*What is asked:* Gather every line below that contains the word "hand", and copy each such line in full.

-- Start Task material --

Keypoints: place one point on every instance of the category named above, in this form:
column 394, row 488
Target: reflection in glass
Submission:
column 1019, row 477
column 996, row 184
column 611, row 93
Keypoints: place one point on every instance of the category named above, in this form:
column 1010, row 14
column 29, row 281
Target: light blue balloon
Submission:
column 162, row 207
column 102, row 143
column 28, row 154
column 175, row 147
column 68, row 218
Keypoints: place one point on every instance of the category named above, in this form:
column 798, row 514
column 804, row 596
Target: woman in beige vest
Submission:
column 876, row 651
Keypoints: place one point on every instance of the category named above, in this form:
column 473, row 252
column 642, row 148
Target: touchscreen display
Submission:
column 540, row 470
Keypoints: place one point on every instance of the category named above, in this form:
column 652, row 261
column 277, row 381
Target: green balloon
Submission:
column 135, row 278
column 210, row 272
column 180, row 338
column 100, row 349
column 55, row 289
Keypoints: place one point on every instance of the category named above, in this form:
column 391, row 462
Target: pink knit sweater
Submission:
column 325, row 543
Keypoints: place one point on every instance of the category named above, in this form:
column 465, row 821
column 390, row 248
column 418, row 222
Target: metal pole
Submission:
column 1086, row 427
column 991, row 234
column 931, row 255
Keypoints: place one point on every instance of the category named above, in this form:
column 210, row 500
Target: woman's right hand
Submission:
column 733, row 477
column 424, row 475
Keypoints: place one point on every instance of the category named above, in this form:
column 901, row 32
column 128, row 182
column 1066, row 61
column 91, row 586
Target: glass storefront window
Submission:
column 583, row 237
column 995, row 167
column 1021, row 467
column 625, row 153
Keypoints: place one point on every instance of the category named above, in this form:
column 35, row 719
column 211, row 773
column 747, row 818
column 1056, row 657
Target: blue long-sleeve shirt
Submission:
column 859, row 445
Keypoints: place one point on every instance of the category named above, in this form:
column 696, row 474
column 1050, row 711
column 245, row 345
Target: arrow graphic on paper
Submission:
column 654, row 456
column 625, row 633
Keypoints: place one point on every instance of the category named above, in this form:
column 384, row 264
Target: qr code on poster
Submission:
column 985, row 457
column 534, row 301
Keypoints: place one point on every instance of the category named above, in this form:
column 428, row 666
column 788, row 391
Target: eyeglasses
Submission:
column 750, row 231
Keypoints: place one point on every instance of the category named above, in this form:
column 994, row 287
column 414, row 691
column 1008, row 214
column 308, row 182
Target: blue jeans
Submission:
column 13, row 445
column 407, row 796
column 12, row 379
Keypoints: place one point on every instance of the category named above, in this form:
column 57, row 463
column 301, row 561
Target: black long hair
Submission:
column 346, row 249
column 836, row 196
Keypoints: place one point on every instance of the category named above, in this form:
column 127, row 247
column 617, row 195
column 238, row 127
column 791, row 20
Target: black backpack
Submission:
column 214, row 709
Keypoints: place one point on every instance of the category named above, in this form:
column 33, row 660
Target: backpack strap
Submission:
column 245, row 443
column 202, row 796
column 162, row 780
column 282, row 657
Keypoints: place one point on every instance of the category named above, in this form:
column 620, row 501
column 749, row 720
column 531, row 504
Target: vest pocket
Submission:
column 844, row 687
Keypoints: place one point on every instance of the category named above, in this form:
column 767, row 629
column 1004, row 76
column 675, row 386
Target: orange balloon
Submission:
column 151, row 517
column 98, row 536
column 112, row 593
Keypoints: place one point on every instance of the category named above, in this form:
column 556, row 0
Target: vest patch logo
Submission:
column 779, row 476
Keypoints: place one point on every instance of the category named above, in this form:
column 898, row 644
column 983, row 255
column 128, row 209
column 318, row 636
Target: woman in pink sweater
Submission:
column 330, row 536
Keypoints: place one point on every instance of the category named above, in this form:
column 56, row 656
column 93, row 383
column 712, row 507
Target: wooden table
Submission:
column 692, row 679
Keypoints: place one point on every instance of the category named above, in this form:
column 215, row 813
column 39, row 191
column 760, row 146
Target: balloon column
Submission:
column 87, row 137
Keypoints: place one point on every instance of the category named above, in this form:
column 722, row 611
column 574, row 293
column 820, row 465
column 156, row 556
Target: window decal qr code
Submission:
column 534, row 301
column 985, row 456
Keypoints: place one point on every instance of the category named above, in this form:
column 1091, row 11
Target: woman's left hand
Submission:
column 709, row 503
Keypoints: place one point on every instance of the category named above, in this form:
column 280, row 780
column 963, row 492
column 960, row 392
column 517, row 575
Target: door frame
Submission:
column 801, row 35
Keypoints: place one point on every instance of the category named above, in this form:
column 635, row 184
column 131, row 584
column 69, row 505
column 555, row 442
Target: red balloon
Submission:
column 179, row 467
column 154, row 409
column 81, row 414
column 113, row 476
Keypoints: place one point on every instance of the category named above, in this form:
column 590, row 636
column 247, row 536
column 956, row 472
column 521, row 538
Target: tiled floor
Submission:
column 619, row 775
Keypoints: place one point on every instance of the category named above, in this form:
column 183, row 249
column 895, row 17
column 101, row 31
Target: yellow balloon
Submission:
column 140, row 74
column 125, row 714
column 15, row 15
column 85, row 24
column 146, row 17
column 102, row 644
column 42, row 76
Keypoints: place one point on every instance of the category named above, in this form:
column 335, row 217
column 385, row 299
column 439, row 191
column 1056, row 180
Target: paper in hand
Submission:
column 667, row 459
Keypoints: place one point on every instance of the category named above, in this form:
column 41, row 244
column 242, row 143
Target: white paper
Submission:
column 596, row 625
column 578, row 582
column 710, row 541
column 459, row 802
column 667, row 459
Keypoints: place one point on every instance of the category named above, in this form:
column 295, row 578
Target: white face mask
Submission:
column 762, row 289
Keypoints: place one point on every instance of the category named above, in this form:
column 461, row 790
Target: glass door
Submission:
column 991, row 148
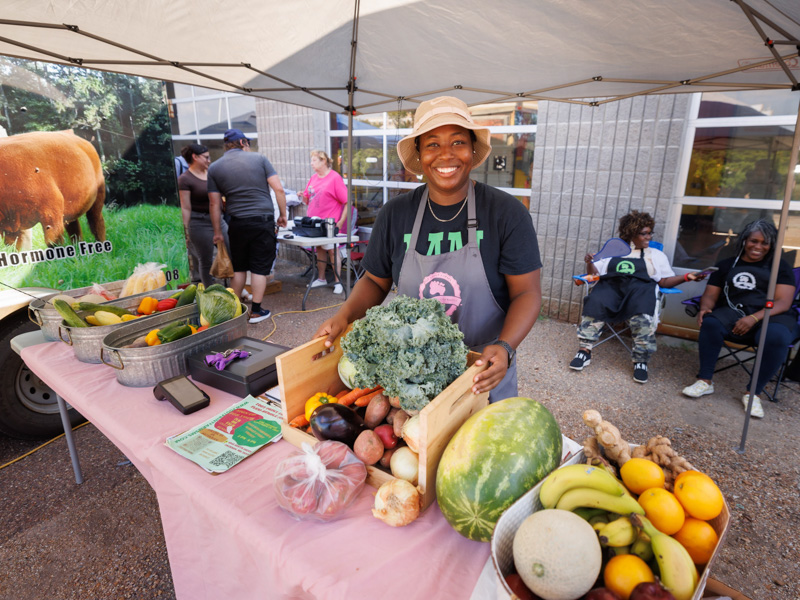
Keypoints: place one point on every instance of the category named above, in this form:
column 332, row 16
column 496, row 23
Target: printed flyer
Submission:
column 231, row 436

-- End Task material --

*Complete answer:*
Target: woman's right hand
Target: woman's left hand
Target: paper in hand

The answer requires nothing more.